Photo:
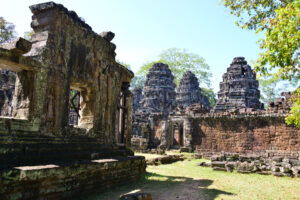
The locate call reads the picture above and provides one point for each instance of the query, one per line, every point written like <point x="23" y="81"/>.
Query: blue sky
<point x="144" y="28"/>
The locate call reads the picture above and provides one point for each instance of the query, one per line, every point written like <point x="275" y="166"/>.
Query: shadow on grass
<point x="162" y="187"/>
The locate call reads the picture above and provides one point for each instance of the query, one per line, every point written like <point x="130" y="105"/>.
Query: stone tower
<point x="189" y="92"/>
<point x="159" y="90"/>
<point x="239" y="88"/>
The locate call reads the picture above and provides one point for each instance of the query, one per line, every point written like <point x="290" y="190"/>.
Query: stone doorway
<point x="74" y="107"/>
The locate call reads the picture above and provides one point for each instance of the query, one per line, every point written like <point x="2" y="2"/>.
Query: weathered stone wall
<point x="244" y="134"/>
<point x="7" y="88"/>
<point x="65" y="181"/>
<point x="64" y="54"/>
<point x="239" y="88"/>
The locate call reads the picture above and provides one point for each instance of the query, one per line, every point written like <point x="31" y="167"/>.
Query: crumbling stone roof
<point x="159" y="90"/>
<point x="239" y="88"/>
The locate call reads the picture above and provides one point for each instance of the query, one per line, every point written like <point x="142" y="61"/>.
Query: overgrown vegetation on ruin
<point x="279" y="22"/>
<point x="186" y="180"/>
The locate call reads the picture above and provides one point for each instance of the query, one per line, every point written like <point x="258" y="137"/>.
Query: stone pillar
<point x="128" y="119"/>
<point x="164" y="134"/>
<point x="187" y="133"/>
<point x="23" y="95"/>
<point x="87" y="99"/>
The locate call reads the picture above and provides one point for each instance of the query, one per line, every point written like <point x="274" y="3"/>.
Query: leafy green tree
<point x="28" y="35"/>
<point x="180" y="61"/>
<point x="280" y="22"/>
<point x="7" y="31"/>
<point x="294" y="118"/>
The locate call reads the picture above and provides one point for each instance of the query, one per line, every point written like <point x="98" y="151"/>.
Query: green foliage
<point x="280" y="22"/>
<point x="124" y="64"/>
<point x="28" y="35"/>
<point x="271" y="88"/>
<point x="281" y="44"/>
<point x="7" y="31"/>
<point x="294" y="118"/>
<point x="268" y="89"/>
<point x="211" y="96"/>
<point x="180" y="61"/>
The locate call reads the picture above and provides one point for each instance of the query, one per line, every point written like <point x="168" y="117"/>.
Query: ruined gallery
<point x="71" y="123"/>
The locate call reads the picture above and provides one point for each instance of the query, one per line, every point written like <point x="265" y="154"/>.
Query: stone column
<point x="128" y="120"/>
<point x="164" y="135"/>
<point x="87" y="99"/>
<point x="187" y="133"/>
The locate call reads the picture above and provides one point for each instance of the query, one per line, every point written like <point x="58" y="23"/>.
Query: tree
<point x="279" y="21"/>
<point x="7" y="31"/>
<point x="180" y="61"/>
<point x="271" y="88"/>
<point x="28" y="35"/>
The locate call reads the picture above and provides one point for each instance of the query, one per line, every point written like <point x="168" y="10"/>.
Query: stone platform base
<point x="67" y="180"/>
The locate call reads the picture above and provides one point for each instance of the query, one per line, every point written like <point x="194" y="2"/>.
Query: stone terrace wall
<point x="64" y="182"/>
<point x="245" y="133"/>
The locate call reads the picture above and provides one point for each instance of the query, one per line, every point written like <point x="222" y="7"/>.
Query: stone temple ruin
<point x="239" y="88"/>
<point x="238" y="125"/>
<point x="41" y="154"/>
<point x="69" y="72"/>
<point x="159" y="101"/>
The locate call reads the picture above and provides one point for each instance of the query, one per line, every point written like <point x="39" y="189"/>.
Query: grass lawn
<point x="187" y="181"/>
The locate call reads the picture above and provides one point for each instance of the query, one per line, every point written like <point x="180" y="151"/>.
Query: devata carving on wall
<point x="65" y="55"/>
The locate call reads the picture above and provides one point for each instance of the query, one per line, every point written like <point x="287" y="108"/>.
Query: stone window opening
<point x="7" y="89"/>
<point x="18" y="104"/>
<point x="74" y="108"/>
<point x="121" y="114"/>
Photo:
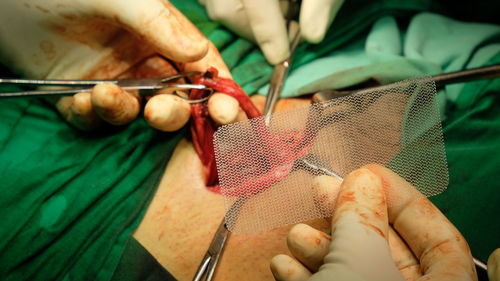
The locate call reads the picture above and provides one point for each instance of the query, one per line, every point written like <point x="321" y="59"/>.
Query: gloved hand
<point x="405" y="239"/>
<point x="262" y="21"/>
<point x="93" y="39"/>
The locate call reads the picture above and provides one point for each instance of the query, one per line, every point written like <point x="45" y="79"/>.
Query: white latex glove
<point x="364" y="245"/>
<point x="93" y="39"/>
<point x="262" y="21"/>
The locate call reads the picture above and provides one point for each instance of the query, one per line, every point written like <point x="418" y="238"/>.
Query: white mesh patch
<point x="266" y="171"/>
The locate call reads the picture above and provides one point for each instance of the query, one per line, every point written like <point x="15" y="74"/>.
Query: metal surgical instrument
<point x="147" y="84"/>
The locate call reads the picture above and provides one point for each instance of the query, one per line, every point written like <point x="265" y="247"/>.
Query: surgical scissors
<point x="278" y="77"/>
<point x="147" y="84"/>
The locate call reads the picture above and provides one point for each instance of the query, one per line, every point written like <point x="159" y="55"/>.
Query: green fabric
<point x="138" y="264"/>
<point x="69" y="201"/>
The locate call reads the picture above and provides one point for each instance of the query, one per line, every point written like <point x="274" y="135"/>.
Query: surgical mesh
<point x="264" y="169"/>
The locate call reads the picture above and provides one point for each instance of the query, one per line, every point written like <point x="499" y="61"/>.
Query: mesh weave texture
<point x="266" y="171"/>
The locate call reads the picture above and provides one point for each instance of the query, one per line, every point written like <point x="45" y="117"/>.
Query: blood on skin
<point x="48" y="49"/>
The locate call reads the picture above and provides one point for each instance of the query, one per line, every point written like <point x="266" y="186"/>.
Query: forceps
<point x="210" y="260"/>
<point x="148" y="84"/>
<point x="280" y="71"/>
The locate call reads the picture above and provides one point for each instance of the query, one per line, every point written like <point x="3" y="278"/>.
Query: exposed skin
<point x="113" y="104"/>
<point x="223" y="109"/>
<point x="494" y="266"/>
<point x="435" y="249"/>
<point x="180" y="222"/>
<point x="167" y="112"/>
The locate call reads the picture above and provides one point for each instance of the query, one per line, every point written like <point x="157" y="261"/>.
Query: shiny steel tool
<point x="209" y="262"/>
<point x="278" y="77"/>
<point x="149" y="85"/>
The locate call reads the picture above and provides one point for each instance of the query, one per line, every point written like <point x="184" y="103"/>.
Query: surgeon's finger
<point x="159" y="23"/>
<point x="325" y="192"/>
<point x="223" y="109"/>
<point x="403" y="257"/>
<point x="167" y="112"/>
<point x="285" y="268"/>
<point x="268" y="27"/>
<point x="441" y="249"/>
<point x="113" y="104"/>
<point x="316" y="17"/>
<point x="78" y="111"/>
<point x="308" y="245"/>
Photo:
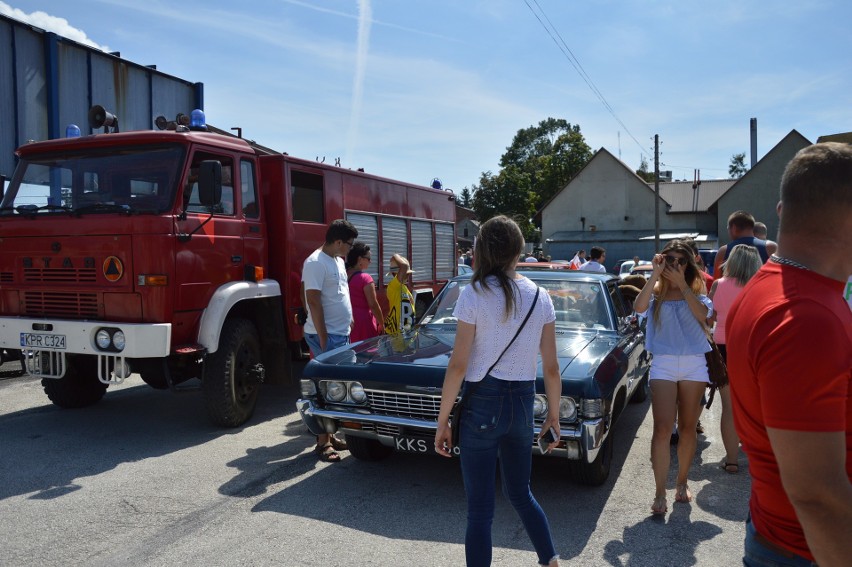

**********

Prompt: When you copy the records above, keep every word exact but leave out the pictures.

Task result:
Photo:
The locate call reads the picture above and provides one point for each instance of the query, one per line, every point written like <point x="23" y="81"/>.
Query: blue sky
<point x="144" y="28"/>
The locate call reads the picture above and provides one point for each instance of the query, one per line, every point written like <point x="275" y="166"/>.
Query: shadow on grass
<point x="162" y="187"/>
The locate call reads the picture above and provides one point for each instance of the query, one per line, every point written like <point x="130" y="105"/>.
Query: stone tower
<point x="189" y="92"/>
<point x="159" y="90"/>
<point x="239" y="88"/>
The locate call reads the picture above and provides one point for each instance of the query, one per line, every point written like <point x="290" y="190"/>.
Query: stone doorway
<point x="74" y="107"/>
The locate call reads the picture above and provides one point for each instance of the query, one per line, every point written like <point x="2" y="2"/>.
Query: weathered stone wall
<point x="244" y="134"/>
<point x="7" y="88"/>
<point x="65" y="181"/>
<point x="64" y="54"/>
<point x="239" y="88"/>
The locate call reads the picture above and provides one point for each instance of the query, one per line, every point written like <point x="31" y="167"/>.
Query: crumbling stone roof
<point x="159" y="90"/>
<point x="239" y="88"/>
The locate call reads the picture above and provides one point for each instance of the query, one per line, every point written like <point x="142" y="61"/>.
Query: overgrown vegetation on ruin
<point x="279" y="22"/>
<point x="186" y="180"/>
The locate call reads the picture above and provides one point for each instance of the query, one per line, every point written like <point x="258" y="137"/>.
Query: stone pillar
<point x="128" y="119"/>
<point x="164" y="134"/>
<point x="187" y="133"/>
<point x="23" y="95"/>
<point x="87" y="99"/>
The locate call reads the picture above and provides one point for each instance of the query, one per line, every point written like <point x="274" y="3"/>.
Query: leafy green tree
<point x="28" y="35"/>
<point x="180" y="61"/>
<point x="280" y="22"/>
<point x="7" y="31"/>
<point x="294" y="118"/>
The locate call reads the picture above and provides one point for each instance of the query, one per line, every point written like <point x="98" y="151"/>.
Query: green foliage
<point x="280" y="22"/>
<point x="124" y="64"/>
<point x="28" y="35"/>
<point x="271" y="88"/>
<point x="281" y="44"/>
<point x="7" y="31"/>
<point x="294" y="118"/>
<point x="268" y="89"/>
<point x="211" y="96"/>
<point x="180" y="61"/>
The locate call reads the picture above and provides one point for each instance of the query, one per line, every point written like <point x="168" y="117"/>.
Query: ruined gallery
<point x="71" y="123"/>
The locate call reads the picture above and provides one point for each instance of the query, one per line, every point written like <point x="265" y="154"/>.
Query: stone column
<point x="128" y="120"/>
<point x="164" y="135"/>
<point x="87" y="99"/>
<point x="187" y="133"/>
The locate call reads the picture above and provides one point for each instance of the query, one per line, every point written like <point x="58" y="23"/>.
Query: tree
<point x="279" y="21"/>
<point x="7" y="31"/>
<point x="180" y="61"/>
<point x="271" y="88"/>
<point x="28" y="35"/>
The locate call reads the picture above and provides one point for each instance of the query, one per line, every point written like <point x="168" y="10"/>.
Query: stone platform base
<point x="67" y="180"/>
The locate call reads the picture above and provides one point for each instance of the query, one per line, every point written like <point x="194" y="2"/>.
Query: stone terrace wall
<point x="64" y="182"/>
<point x="245" y="133"/>
The locate call reads the picture above and provides one point for each instance of the query, one per line, every point written like <point x="222" y="7"/>.
Query: stone temple ruin
<point x="239" y="88"/>
<point x="238" y="125"/>
<point x="41" y="154"/>
<point x="69" y="72"/>
<point x="159" y="101"/>
The locate call reads the picture above and provides one point for each instance of the query, one per line, every point written like <point x="39" y="189"/>.
Query: grass lawn
<point x="187" y="181"/>
The locate call reads the picture above and provides one point for each instance of the query, one per line, every point written like <point x="180" y="151"/>.
Query: devata carving on wall
<point x="65" y="55"/>
The locate call reads the picture above and provides one point for each instance of the query, one per line, every point written like <point x="287" y="108"/>.
Query: stone window opening
<point x="7" y="89"/>
<point x="18" y="104"/>
<point x="74" y="108"/>
<point x="121" y="114"/>
Photo:
The locate call reads the picture above and provides one point for each instance of the query, one per line, every point written like <point x="321" y="59"/>.
Query: gloved hand
<point x="405" y="239"/>
<point x="262" y="21"/>
<point x="93" y="39"/>
The locate call reads the picture above and provides one point for each instance of the query, one per line, every point written like <point x="45" y="79"/>.
Query: white latex glove
<point x="364" y="245"/>
<point x="93" y="39"/>
<point x="262" y="21"/>
The locate call reads the picture above and provides one point for each instance of the query, one per line, every point written like <point x="418" y="238"/>.
Query: white mesh patch
<point x="266" y="171"/>
The locate call reads the picture above and provides one point for each instance of the query, one per line, every point written like <point x="15" y="74"/>.
Query: metal surgical instrument
<point x="147" y="84"/>
The locate call reads the picture above and provides one point for each instance of the query, one per line, every point written like <point x="265" y="247"/>.
Query: surgical scissors
<point x="278" y="77"/>
<point x="147" y="84"/>
The locate call reads the picture above and provides one point for each instance of the query, one per line, every point written like <point x="159" y="55"/>.
Query: green fabric
<point x="138" y="264"/>
<point x="69" y="201"/>
The locate call reads the picture above and provides one point for each instance of the query, one per line, every point written like <point x="274" y="135"/>.
Query: surgical mesh
<point x="264" y="169"/>
The locate call reads the picture above and provides one point for each instance of the query, one per line, every point written like <point x="499" y="61"/>.
Query: mesh weave texture
<point x="266" y="171"/>
The locate call reads the picture above and provides one point for each instance of the query, one per line, every point written like <point x="45" y="117"/>.
Query: blood on skin
<point x="48" y="49"/>
The locate call reads the picture above and provides one point for each instance of the query, one per line, every point written like <point x="266" y="186"/>.
Query: forceps
<point x="210" y="260"/>
<point x="148" y="84"/>
<point x="280" y="71"/>
The locate call reads the picture above and provides one point for each instance of the query, one per line, every point written like <point x="3" y="278"/>.
Query: exposed skin
<point x="113" y="104"/>
<point x="223" y="109"/>
<point x="494" y="266"/>
<point x="435" y="249"/>
<point x="180" y="222"/>
<point x="167" y="112"/>
The locate call reads the picture above and provides one point for each instance of the query, one per line, every point written like <point x="157" y="261"/>.
Query: shiny steel tool
<point x="209" y="262"/>
<point x="278" y="77"/>
<point x="149" y="85"/>
The locate call reads the picture above and provides one point for each instance of the query, one per line, every point written like <point x="184" y="103"/>.
Query: surgeon's finger
<point x="159" y="23"/>
<point x="325" y="192"/>
<point x="223" y="109"/>
<point x="403" y="257"/>
<point x="167" y="112"/>
<point x="285" y="268"/>
<point x="268" y="27"/>
<point x="441" y="249"/>
<point x="113" y="104"/>
<point x="316" y="17"/>
<point x="78" y="111"/>
<point x="308" y="245"/>
Photo:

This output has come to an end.